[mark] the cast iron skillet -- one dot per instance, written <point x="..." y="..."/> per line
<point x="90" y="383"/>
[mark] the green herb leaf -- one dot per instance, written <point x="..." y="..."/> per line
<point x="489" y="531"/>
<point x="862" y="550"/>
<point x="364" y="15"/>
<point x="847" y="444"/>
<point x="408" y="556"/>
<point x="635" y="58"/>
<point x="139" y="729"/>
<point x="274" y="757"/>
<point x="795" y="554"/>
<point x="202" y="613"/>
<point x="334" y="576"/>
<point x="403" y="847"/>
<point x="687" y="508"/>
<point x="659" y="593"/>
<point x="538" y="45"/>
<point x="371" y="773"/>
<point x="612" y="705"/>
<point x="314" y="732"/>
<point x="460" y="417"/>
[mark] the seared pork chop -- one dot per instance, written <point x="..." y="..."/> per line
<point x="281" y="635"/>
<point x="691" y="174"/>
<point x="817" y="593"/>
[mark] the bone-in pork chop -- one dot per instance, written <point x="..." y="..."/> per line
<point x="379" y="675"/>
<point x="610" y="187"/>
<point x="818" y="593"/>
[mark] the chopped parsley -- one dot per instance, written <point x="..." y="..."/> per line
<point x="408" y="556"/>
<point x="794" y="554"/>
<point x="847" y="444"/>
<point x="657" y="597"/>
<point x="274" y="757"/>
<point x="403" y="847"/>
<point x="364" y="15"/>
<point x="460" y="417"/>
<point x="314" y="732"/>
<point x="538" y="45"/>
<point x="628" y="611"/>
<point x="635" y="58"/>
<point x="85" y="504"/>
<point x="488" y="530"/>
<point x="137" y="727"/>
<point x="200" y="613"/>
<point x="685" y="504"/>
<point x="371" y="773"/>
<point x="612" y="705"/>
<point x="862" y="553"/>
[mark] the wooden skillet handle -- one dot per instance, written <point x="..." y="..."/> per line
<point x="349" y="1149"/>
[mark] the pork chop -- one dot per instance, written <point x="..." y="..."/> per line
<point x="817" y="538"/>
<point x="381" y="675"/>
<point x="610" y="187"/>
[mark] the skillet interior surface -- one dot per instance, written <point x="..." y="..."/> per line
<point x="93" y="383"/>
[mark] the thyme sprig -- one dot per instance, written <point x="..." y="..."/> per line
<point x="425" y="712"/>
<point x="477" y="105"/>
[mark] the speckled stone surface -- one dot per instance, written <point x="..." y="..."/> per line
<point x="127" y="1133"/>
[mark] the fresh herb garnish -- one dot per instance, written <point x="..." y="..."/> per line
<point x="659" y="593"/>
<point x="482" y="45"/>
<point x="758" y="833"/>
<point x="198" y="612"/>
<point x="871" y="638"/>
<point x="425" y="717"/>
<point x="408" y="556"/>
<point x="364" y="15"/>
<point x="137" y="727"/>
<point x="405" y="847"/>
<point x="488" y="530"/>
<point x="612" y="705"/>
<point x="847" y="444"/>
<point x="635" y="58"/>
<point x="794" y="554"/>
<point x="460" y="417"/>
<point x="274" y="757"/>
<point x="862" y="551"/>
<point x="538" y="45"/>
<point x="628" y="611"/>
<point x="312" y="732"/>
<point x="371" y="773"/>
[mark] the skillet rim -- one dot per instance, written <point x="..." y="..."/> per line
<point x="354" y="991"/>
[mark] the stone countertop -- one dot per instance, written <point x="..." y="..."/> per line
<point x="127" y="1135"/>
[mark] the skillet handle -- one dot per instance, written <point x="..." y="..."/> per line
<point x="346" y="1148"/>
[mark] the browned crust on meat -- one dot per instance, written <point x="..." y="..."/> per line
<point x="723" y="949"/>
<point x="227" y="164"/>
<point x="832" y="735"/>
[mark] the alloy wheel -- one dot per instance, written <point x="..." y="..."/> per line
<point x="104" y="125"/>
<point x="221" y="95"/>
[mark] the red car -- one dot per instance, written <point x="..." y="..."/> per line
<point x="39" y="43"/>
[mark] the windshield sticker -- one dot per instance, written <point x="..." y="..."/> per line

========================================================================

● **Task objective**:
When the material above has been read, copy all of it exactly.

● **Result of this task**:
[mark] the cast iron skillet -- one dot per instance, written <point x="..." y="..."/> per line
<point x="90" y="383"/>
[mark] the green herb leaf -- one dot per instance, written <point x="..." y="..."/> per line
<point x="489" y="531"/>
<point x="862" y="550"/>
<point x="364" y="15"/>
<point x="847" y="444"/>
<point x="408" y="556"/>
<point x="635" y="58"/>
<point x="139" y="729"/>
<point x="274" y="757"/>
<point x="795" y="554"/>
<point x="202" y="613"/>
<point x="334" y="576"/>
<point x="403" y="847"/>
<point x="687" y="508"/>
<point x="659" y="593"/>
<point x="538" y="45"/>
<point x="371" y="773"/>
<point x="612" y="705"/>
<point x="314" y="732"/>
<point x="460" y="417"/>
[mark] the seared pork chop -- one dot per instance, written <point x="..." y="..."/> per line
<point x="281" y="635"/>
<point x="691" y="174"/>
<point x="817" y="593"/>
[mark] the bone-in pork chop -- one dot per instance, written <point x="..." y="..."/> per line
<point x="379" y="675"/>
<point x="610" y="187"/>
<point x="818" y="593"/>
[mark] the chopped parsley -- one dot per instance, written <point x="..." y="..."/> per line
<point x="408" y="556"/>
<point x="794" y="554"/>
<point x="847" y="444"/>
<point x="657" y="597"/>
<point x="274" y="757"/>
<point x="403" y="847"/>
<point x="364" y="15"/>
<point x="460" y="417"/>
<point x="314" y="732"/>
<point x="538" y="45"/>
<point x="628" y="611"/>
<point x="635" y="58"/>
<point x="85" y="504"/>
<point x="488" y="530"/>
<point x="137" y="727"/>
<point x="200" y="613"/>
<point x="685" y="504"/>
<point x="371" y="773"/>
<point x="612" y="705"/>
<point x="862" y="553"/>
[mark] the wooden skillet handle -- one dot per instance, written <point x="..." y="..."/> per line
<point x="349" y="1149"/>
[mark] the pork chop -- one dot per instance, written <point x="..." y="..."/> per line
<point x="817" y="538"/>
<point x="381" y="675"/>
<point x="610" y="187"/>
[mark] the skillet interior surface -- one dot per instance, written <point x="..." y="..."/> per line
<point x="93" y="383"/>
[mark] the thyme sprig -- one dot per instance, written <point x="..." y="..."/> per line
<point x="425" y="712"/>
<point x="477" y="105"/>
[mark] the speckled stone surface -- one dot per instance, written <point x="..." y="..."/> per line
<point x="127" y="1133"/>
[mark] the fresh herb garnish -- one dot per instance, written <point x="..." y="..."/> per line
<point x="659" y="593"/>
<point x="482" y="45"/>
<point x="758" y="833"/>
<point x="198" y="612"/>
<point x="871" y="638"/>
<point x="425" y="717"/>
<point x="408" y="556"/>
<point x="364" y="15"/>
<point x="137" y="727"/>
<point x="405" y="847"/>
<point x="488" y="530"/>
<point x="612" y="705"/>
<point x="847" y="444"/>
<point x="635" y="58"/>
<point x="794" y="554"/>
<point x="460" y="417"/>
<point x="274" y="757"/>
<point x="862" y="551"/>
<point x="538" y="45"/>
<point x="628" y="611"/>
<point x="312" y="732"/>
<point x="371" y="773"/>
[mark] the skillet rim -- one dot per instance, written <point x="..." y="..."/> per line
<point x="354" y="991"/>
[mark] the stone countertop -- one dot per instance, written <point x="..." y="..."/> per line
<point x="127" y="1135"/>
[mark] the skillet handle -- one dot per instance, written <point x="..." y="..."/> per line
<point x="346" y="1148"/>
[mark] the browned crust on meat -- one dot per instance, written <point x="..." y="..."/> per line
<point x="723" y="949"/>
<point x="227" y="164"/>
<point x="832" y="735"/>
[mark] the alloy wheel -- one dot per instance, written <point x="..." y="..."/> per line
<point x="104" y="125"/>
<point x="221" y="95"/>
[mark] the red car -- one dot per instance, written <point x="..." y="..."/> per line
<point x="39" y="43"/>
[mark] the windshield sticker -- one dot per instance, written <point x="..." y="..."/> per line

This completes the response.